TASK REQUIREMENTS
Copy out, from the entries below, each line that holds the string "white".

PROVIDED INFORMATION
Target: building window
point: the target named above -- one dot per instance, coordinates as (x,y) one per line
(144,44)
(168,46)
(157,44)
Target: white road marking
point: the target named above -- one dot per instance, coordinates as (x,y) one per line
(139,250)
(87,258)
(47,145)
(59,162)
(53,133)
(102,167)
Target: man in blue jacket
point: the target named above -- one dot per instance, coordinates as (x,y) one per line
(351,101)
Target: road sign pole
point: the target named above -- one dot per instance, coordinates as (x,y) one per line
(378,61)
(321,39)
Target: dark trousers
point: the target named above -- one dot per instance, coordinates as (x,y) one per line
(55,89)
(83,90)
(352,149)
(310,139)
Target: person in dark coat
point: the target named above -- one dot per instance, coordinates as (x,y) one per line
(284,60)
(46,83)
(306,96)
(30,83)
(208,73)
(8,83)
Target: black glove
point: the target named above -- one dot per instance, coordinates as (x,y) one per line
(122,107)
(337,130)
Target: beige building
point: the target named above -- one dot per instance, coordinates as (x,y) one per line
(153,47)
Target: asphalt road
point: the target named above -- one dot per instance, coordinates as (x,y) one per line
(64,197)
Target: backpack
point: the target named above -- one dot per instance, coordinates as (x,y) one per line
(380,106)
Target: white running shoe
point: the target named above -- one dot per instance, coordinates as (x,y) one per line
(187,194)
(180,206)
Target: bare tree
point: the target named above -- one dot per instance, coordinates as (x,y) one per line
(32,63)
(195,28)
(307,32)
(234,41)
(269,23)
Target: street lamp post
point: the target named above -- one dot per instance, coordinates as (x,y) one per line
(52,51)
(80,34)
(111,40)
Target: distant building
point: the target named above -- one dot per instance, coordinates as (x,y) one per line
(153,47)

EXERCISE OUTPUT
Target: white road marking
Target: white running shoe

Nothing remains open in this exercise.